_Aim of the task_
Find every line in the entries below that contains the word "white" and copy each one out. Case matters, so count only matches with the same capitalization.

_Provided entries_
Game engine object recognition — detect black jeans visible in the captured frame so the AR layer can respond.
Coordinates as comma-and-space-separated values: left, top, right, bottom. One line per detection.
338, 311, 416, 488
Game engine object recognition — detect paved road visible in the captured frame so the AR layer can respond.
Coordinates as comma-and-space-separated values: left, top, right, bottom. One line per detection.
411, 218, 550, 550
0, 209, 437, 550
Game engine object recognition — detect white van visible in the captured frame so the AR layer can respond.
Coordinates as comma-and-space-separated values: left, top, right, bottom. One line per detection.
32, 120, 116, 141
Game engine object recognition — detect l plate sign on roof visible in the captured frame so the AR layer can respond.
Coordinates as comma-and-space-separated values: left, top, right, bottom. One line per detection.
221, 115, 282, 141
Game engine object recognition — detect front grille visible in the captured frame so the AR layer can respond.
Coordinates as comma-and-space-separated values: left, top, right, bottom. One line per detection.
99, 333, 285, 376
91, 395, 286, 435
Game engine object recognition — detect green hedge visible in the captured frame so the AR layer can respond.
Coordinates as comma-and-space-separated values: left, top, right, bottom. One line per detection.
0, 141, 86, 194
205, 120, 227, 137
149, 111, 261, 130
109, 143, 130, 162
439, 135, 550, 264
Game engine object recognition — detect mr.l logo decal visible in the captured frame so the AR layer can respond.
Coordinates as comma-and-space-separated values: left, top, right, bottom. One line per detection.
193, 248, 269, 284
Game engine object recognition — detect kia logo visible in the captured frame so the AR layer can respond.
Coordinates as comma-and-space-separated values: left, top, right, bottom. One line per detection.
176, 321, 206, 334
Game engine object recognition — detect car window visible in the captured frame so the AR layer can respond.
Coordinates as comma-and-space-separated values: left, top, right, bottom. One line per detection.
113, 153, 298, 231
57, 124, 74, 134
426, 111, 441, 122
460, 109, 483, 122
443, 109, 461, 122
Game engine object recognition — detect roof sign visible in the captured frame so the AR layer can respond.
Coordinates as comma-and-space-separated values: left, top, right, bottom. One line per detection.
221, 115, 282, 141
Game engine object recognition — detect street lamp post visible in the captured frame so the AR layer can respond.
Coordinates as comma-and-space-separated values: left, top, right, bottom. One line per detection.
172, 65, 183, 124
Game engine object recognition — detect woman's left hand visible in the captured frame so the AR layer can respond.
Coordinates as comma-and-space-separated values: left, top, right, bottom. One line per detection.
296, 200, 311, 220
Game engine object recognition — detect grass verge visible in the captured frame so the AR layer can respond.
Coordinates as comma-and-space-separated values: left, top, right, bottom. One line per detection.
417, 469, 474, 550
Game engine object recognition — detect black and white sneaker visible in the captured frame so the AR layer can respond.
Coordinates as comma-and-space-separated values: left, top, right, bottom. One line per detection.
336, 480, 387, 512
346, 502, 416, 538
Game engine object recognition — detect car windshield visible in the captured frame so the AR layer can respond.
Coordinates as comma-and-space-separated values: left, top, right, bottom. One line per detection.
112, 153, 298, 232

_Full answer_
Game engine object recognition — detect white van visible in the captured frame so the AR layer can respond.
Game engine object recognition — detect black and white sneaker visible in the captured frame so the AR layer can respond.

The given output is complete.